What is needed → Below are the records; reproduce all of them exactly but without any images.

Information provided →

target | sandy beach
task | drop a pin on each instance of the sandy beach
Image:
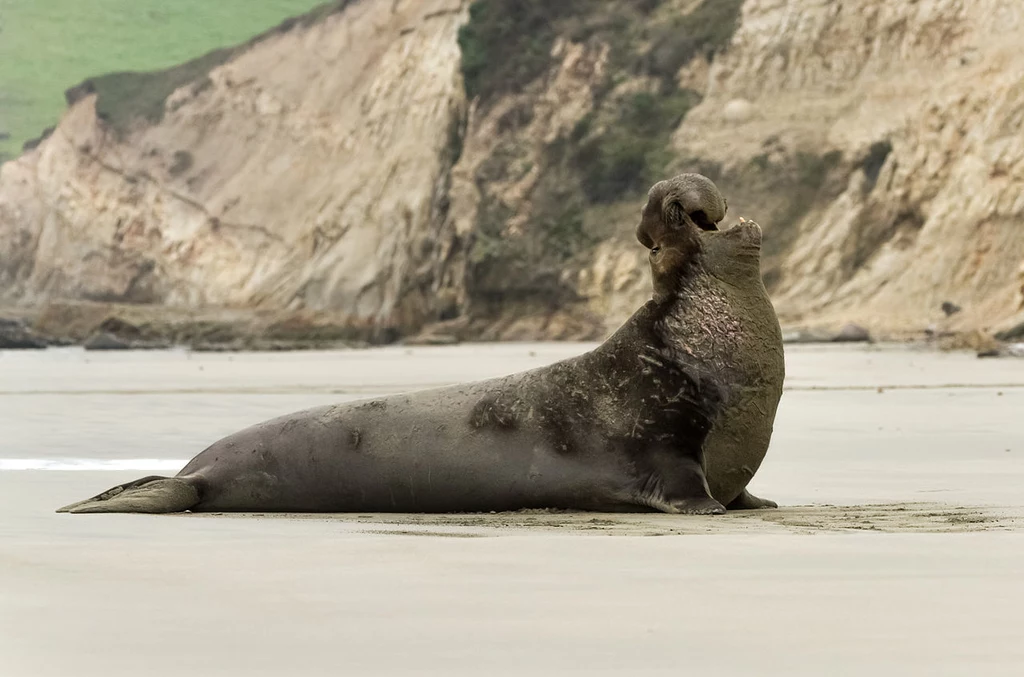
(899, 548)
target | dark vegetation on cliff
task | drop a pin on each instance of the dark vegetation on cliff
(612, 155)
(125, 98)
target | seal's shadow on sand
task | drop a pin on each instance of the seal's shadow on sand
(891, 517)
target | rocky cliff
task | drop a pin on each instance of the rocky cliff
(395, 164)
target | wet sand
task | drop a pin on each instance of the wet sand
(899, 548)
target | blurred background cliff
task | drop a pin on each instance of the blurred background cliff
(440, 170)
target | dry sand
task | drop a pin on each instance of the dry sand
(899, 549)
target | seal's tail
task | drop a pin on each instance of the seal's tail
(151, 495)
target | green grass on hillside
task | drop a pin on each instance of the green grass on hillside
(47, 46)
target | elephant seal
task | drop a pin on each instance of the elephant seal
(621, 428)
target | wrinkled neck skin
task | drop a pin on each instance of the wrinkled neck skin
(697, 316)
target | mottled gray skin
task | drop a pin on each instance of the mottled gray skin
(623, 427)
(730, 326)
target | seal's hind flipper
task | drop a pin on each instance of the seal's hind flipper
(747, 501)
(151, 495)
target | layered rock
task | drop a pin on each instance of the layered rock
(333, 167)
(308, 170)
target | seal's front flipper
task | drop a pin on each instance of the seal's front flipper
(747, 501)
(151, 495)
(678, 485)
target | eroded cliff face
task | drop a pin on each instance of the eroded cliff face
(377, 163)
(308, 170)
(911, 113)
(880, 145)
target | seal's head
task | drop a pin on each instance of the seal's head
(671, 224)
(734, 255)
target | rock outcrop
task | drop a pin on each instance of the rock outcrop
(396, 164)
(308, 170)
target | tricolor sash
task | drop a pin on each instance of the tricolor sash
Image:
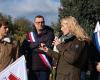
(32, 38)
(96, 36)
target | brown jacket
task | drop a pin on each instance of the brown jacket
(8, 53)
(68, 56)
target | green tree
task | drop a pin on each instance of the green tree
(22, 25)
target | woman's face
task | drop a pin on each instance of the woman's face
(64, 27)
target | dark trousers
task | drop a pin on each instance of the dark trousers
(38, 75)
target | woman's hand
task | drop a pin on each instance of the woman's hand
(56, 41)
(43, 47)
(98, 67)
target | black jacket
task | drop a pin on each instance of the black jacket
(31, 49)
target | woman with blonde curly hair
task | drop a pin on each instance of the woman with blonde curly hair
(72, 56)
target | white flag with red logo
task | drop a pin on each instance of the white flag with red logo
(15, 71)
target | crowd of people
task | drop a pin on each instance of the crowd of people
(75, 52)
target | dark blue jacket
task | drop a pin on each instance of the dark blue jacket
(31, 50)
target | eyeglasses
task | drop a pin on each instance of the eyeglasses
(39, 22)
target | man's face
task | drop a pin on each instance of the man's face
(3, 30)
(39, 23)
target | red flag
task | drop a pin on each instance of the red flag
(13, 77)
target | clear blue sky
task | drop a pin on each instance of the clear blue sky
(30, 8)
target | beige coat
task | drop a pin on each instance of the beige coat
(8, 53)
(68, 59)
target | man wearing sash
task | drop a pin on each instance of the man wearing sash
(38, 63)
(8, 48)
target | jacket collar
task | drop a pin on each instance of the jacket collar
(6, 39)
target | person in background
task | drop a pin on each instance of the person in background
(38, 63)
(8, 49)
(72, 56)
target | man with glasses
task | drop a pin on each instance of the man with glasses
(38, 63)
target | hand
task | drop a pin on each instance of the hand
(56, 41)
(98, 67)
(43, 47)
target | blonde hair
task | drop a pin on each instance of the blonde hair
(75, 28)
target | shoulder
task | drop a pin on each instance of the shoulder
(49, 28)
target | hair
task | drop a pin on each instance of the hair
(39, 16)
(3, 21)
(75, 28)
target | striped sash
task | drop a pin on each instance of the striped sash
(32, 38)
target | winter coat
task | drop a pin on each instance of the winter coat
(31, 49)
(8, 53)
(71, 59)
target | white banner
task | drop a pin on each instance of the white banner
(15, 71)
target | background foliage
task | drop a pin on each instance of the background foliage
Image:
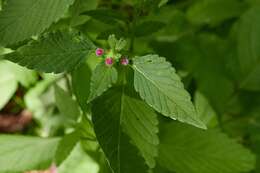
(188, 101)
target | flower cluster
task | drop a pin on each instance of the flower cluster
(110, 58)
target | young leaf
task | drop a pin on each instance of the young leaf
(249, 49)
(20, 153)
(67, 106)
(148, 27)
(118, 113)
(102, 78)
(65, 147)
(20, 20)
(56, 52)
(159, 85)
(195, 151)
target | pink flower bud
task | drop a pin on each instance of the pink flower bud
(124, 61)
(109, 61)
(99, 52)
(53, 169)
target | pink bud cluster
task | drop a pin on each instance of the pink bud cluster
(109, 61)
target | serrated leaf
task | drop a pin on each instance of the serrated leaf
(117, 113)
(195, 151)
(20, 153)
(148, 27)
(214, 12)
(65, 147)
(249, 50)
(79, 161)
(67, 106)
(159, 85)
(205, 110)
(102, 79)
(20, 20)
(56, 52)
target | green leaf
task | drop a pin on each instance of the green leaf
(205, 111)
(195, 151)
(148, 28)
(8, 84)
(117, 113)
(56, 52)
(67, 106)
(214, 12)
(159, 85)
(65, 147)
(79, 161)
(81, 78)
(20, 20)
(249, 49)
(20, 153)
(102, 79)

Answer to the problem →
target | sandy beach
task | drop a pin on each instance of the sandy beach
Image:
(899, 548)
target | dark vegetation on cliff
task | drop a pin on each instance of the dark vegetation on cliff
(612, 155)
(125, 98)
target | seal's shadow on sand
task | drop a pin on each instance of the seal's shadow on sand
(891, 517)
target | rocky cliff
task | drop a pin on each instance of the rocky cliff
(395, 164)
target | wet sand
task | drop a pin on each instance of the wet sand
(899, 548)
target | blurred background cliff
task | drop a pin on each instance of the blurred background cliff
(440, 170)
target | dry sand
task | drop a pin on each instance of the dry sand
(899, 549)
target | seal's tail
task | drop a pin on each instance of the seal's tail
(151, 495)
target | green grass on hillside
task | drop a pin on each instance of the green grass on hillside
(47, 46)
target | elephant seal
task | drop a pin on each instance of the elephant seal
(621, 428)
target | wrinkled neck skin
task | drop a pin on each instance of the wrinkled neck skin
(697, 316)
target | mottled gray skin
task | drop a pin on each instance of the mottled gray skin
(623, 427)
(730, 326)
target | seal's hind flipper
task | drop a pin on each instance of the seal's hind flipper
(747, 501)
(151, 495)
target | layered rock
task | drop a pin on each instance of the layered rock
(333, 167)
(308, 170)
target | seal's front flipper
task | drop a pin on each instance of the seal's front flipper
(747, 501)
(151, 495)
(678, 485)
target | eroded cliff face
task | drop a pin on each instance of the eroded cliff face
(377, 163)
(308, 170)
(911, 113)
(880, 145)
target | seal's head
task | drop a pin on each instance of the seal's head
(671, 224)
(734, 255)
target | rock outcrop
task | drop a pin on each instance of the rock outcrop
(396, 164)
(308, 170)
target | tricolor sash
task | drop a pin on each instance of the tricolor sash
Image:
(32, 38)
(96, 36)
target | brown jacket
task | drop a pin on each instance of the brown jacket
(8, 53)
(68, 56)
target | green tree
task | drop a pin on each instance of the green tree
(22, 25)
target | woman's face
task | drop a pin on each instance of the woman's face
(64, 27)
target | dark trousers
task | drop a pin on each instance of the dark trousers
(38, 75)
target | woman's hand
task | drop a pin on each instance of the woman's hand
(56, 41)
(43, 47)
(98, 67)
target | black jacket
task | drop a pin on each instance of the black jacket
(31, 49)
target | woman with blonde curly hair
task | drop a pin on each instance of the woman with blonde curly hair
(72, 56)
target | white flag with red logo
task | drop a pin on each instance of the white flag with red logo
(15, 71)
target | crowd of people
task | drop a pin on each instance of the crowd of people
(75, 52)
target | dark blue jacket
task | drop a pin on each instance of the dark blue jacket
(31, 50)
target | eyeglasses
task | drop a pin on each instance of the eyeglasses
(39, 22)
target | man's face
task | drop a pin on each instance of the man's face
(3, 30)
(39, 23)
target | red flag
task | drop a pin on each instance of the red flag
(13, 77)
target | clear blue sky
task | drop a pin on each instance of the clear blue sky
(30, 8)
target | beige coat
task | drop a pin on each instance of the beige coat
(8, 53)
(68, 59)
target | man wearing sash
task | drop a pin on each instance of the man wearing sash
(38, 63)
(8, 48)
target | jacket collar
task | drop a pin on each instance of the jacket collar
(6, 39)
target | person in background
task | drop a pin on each instance of the person in background
(38, 63)
(8, 49)
(72, 56)
target | man with glasses
task | drop a pin on each instance of the man with glasses
(38, 63)
target | hand
task | drop a pin on each instance of the hand
(56, 41)
(98, 67)
(43, 47)
target | blonde hair
task | drop a pin on each instance of the blonde hair
(75, 28)
target | shoulder
task | drop a pin on each instance of the shoulder
(49, 28)
target | hair
task | drop a pin on each instance of the hair
(39, 16)
(3, 21)
(75, 28)
target | striped sash
task | drop a pin on each instance of the striped sash
(32, 38)
target | winter coat
task | drop a pin on each instance of the winter coat
(31, 49)
(8, 53)
(71, 59)
target | white banner
task | drop a pin on each instance of the white banner
(15, 71)
target | background foliage
task | drop a pin on each instance of the background foliage
Image:
(188, 101)
target | flower cluster
task | drop a pin on each instance of the flower cluster
(110, 58)
target | young leaf
task | drop a pin on each instance of the young leaf
(249, 49)
(20, 153)
(67, 106)
(148, 27)
(118, 113)
(102, 78)
(65, 147)
(20, 20)
(56, 52)
(159, 85)
(195, 151)
target | pink flower bud
task | drop a pin on each instance of the pink flower bud
(124, 61)
(109, 61)
(99, 52)
(53, 169)
target | pink bud cluster
task | drop a pin on each instance of the pink bud cluster
(109, 61)
target | serrated leaf
task | drop a pin on each instance of the serrated leaf
(117, 113)
(195, 151)
(20, 153)
(148, 27)
(214, 12)
(65, 147)
(249, 50)
(79, 161)
(67, 106)
(159, 85)
(205, 110)
(102, 79)
(20, 20)
(56, 52)
target | green leaf
task | drop a pin on each instance of the green leaf
(205, 111)
(195, 151)
(148, 28)
(8, 84)
(117, 113)
(56, 52)
(67, 106)
(214, 12)
(159, 85)
(65, 147)
(79, 161)
(81, 78)
(20, 20)
(249, 49)
(20, 153)
(102, 79)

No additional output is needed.